#### TEXT SHOWN:
** Start **

Partially offsetting these improvements, we're softer than anticipated market conditions in our international markets especially Asia combined with the global currency movements over the last year. Overall, we remain pleased with our progress and outlook. With that said I'll jump into some specifics.
Revenues for Q3 were approximately flat on a GAAP basis, but up 6.5% on a currency neutral basis. Our U.S. business was up 8% reflecting both market share gains and improved market conditions. The market has been less promotional and it shows signs of stabilization and participation as well as improvements in rounds played in retail softer [ph].
Europe performed roughly consistent with expectation reflecting continued challenging market conditions but continuing strengthening of our relative position. Asia was a challenge during Q2 with market conditions underperforming expectations on top of the continuing foreign exchange translation issues.
Looking at Japan specifically the market was down 5%, 5.7% through Q2 and our business there is also down year-to-date but we were up 19% on a local currency basis in Q2.
A portion of the challenges in Japan are due to an inventory correction at retail and we appreciate the necessity of this adjustment and believe it should mostly work through by the end of the year provided there is no further drop off in market conditions.
Looking outside of Japan, China has become a challenging market primarily due to government policy decisions and we've been working through a change in business and distribution models in the South East Asia markets of Thailand, Singapore, and Malaysia.
Fortunately, our brand position across Asia remains very strong and we remain optimistic for the balance of the year in the long-term. Turning to market share, in the U.S., our year-to-date hard goods dollar market share of 3 June was 21.4% up 230 basis point year-over-year.
This third-party data has us regaining the number one position in total clubs, as well as being the top-selling brand in the irons, fairway woods, hybrids, and putters [ph] categories year-to-date. We've been the number one player in the putter category for some time.
But the fairway wood, hybrid, and irons positions represent improvements in our relative positions that have been realized over the last year or so. In addition, our golf ball sales per share were increased to 11.1%, up 140 basis points and moving us to the number two brand in this important category.
In Japan, our year-to-date hard goods share through June was 16.2%, up 110 basis points year-over-year. We remain number one U.S. brand in this market. In UK, our year-to-date hard goods market share through June was 18.5%, up 50 basis points year-over-year.
In Europe through May which is our most recent data for that market, our share was 20.8%, up 220 basis points and sustaining our position as the number one hard goods brand in that market. Overall, we're very pleased with our market share growth and brand strength across the globe.
We remain pleased with our exposure on tour and these results continue to be a positive catalyst for our brand in market share growth. Our product pipeline remains robust and we anticipate several new product launches during the second half of this year. The quality timing of these launches will be roughly equivalent to last year.
However, [indiscernible] last year we've been transitioning to a new strategic launch cadence, splitting wood launches in the spring and fall and also moving to two year cycles on almost all other products. We are pleased to be through the transition period and are optimistic that new launch cadence will benefit us going forward.
In addition, our golf ball business continues to strengthen and I view this as a category for future growth based primarily in the success of Chrome Soft and our SoftFast core technology. One way of measuring our potential in this category is the consumer reaction to our product.

** End **

#### DATASET EXTRACT:
** Start **

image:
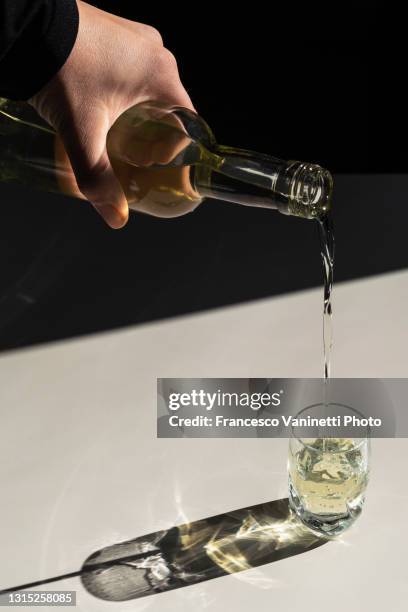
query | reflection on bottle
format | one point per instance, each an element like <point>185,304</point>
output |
<point>167,161</point>
<point>197,551</point>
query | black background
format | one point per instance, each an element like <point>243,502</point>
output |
<point>297,80</point>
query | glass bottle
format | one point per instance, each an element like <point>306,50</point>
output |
<point>167,161</point>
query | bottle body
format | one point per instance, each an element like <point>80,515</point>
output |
<point>167,161</point>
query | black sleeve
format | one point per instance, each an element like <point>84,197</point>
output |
<point>36,38</point>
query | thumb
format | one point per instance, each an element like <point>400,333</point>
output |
<point>85,142</point>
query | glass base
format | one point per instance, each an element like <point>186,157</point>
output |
<point>329,525</point>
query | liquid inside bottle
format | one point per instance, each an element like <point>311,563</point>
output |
<point>167,161</point>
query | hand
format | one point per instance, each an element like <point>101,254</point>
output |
<point>115,64</point>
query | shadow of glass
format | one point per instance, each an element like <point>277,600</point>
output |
<point>195,552</point>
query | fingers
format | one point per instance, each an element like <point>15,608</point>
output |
<point>85,141</point>
<point>165,84</point>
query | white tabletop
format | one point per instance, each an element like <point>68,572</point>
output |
<point>81,467</point>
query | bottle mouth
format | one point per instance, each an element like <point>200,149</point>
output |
<point>310,189</point>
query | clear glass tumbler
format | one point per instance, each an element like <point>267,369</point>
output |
<point>328,476</point>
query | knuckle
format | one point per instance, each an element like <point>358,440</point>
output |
<point>165,61</point>
<point>153,34</point>
<point>90,177</point>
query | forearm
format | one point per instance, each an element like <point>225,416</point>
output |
<point>36,38</point>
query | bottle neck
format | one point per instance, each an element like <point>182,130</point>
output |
<point>253,179</point>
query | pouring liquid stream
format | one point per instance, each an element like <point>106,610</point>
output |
<point>327,254</point>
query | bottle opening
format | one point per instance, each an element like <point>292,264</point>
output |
<point>309,190</point>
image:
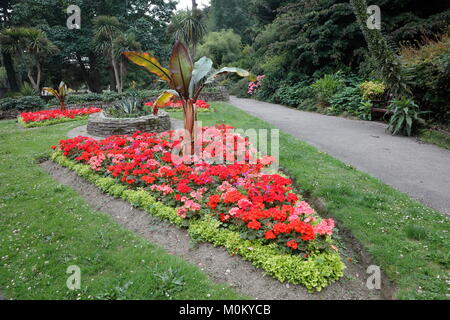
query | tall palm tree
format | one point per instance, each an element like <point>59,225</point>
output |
<point>189,27</point>
<point>106,30</point>
<point>124,42</point>
<point>31,46</point>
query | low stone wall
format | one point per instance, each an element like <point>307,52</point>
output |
<point>221,95</point>
<point>102,126</point>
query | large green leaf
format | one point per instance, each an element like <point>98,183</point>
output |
<point>181,68</point>
<point>201,68</point>
<point>149,62</point>
<point>240,72</point>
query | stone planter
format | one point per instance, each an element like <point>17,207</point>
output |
<point>220,95</point>
<point>101,126</point>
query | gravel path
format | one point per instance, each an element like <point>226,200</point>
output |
<point>418,169</point>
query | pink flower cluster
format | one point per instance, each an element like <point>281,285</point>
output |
<point>56,114</point>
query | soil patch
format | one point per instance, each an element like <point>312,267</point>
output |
<point>214,261</point>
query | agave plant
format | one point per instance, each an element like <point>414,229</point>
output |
<point>59,93</point>
<point>128,106</point>
<point>185,79</point>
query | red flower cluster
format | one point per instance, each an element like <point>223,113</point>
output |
<point>238,194</point>
<point>200,104</point>
<point>56,114</point>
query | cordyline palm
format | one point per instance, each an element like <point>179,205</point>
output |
<point>186,81</point>
<point>124,42</point>
<point>59,93</point>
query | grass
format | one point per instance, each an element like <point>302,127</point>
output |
<point>407,239</point>
<point>45,227</point>
<point>435,137</point>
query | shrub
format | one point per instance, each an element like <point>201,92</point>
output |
<point>350,100</point>
<point>27,90</point>
<point>405,117</point>
<point>223,47</point>
<point>293,95</point>
<point>428,70</point>
<point>326,87</point>
<point>240,88</point>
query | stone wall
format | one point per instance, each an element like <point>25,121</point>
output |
<point>102,126</point>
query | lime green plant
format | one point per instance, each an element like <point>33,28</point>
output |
<point>326,87</point>
<point>405,116</point>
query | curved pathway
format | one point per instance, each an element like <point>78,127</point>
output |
<point>418,169</point>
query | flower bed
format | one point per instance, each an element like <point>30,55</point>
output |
<point>49,117</point>
<point>202,106</point>
<point>253,214</point>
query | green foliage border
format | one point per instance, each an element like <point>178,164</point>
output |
<point>315,273</point>
<point>49,122</point>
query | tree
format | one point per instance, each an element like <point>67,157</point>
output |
<point>188,26</point>
<point>5,9</point>
<point>387,60</point>
<point>124,42</point>
<point>78,60</point>
<point>31,46</point>
<point>231,14</point>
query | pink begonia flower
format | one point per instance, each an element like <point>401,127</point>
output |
<point>233,211</point>
<point>244,203</point>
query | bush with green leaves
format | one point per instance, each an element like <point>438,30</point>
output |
<point>27,90</point>
<point>27,103</point>
<point>223,47</point>
<point>109,96</point>
<point>127,108</point>
<point>326,87</point>
<point>239,88</point>
<point>405,118</point>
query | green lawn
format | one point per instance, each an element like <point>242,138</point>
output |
<point>408,240</point>
<point>46,227</point>
<point>435,137</point>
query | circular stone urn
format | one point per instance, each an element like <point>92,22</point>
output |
<point>101,126</point>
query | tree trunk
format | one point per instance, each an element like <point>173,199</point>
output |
<point>11,73</point>
<point>116,72</point>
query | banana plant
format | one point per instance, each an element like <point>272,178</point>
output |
<point>59,93</point>
<point>186,81</point>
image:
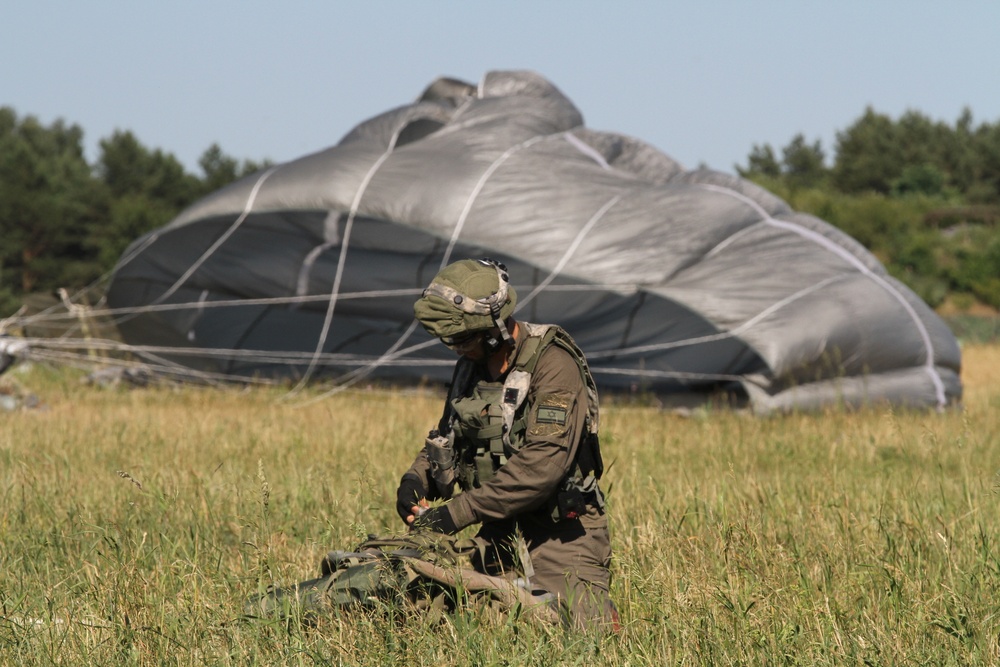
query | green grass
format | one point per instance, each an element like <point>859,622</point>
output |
<point>134,524</point>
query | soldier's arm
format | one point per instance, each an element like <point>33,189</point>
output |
<point>556,414</point>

** End **

#### JOBS:
1 - Rewrite the paragraph of the transcript that begins "In Japan, our year-to-date hard goods share" as a short bulleted list, keeping its main figures.
2 - From the transcript, quote the passage running from "Revenues for Q3" to "exchange translation issues.".

#### ANSWERS TO THE EXERCISES:
1 -
- Japan: year-to-date hard goods share through June was 16.2%, up 110 basis points year over year, and still the number one U.S. brand in that market.
- UK: year-to-date hard goods market share through June was 18.5%, up 50 basis points year over year.

2 -
Revenues for Q3 were approximately flat on a GAAP basis, but up 6.5% on a currency neutral basis. Our U.S. business was up 8% reflecting both market share gains and improved market conditions. The market has been less promotional and it shows signs of stabilization and participation as well as improvements in rounds played in retail softer [ph].
Europe performed roughly consistent with expectation reflecting continued challenging market conditions but continuing strengthening of our relative position. Asia was a challenge during Q2 with market conditions underperforming expectations on top of the continuing foreign exchange translation issues.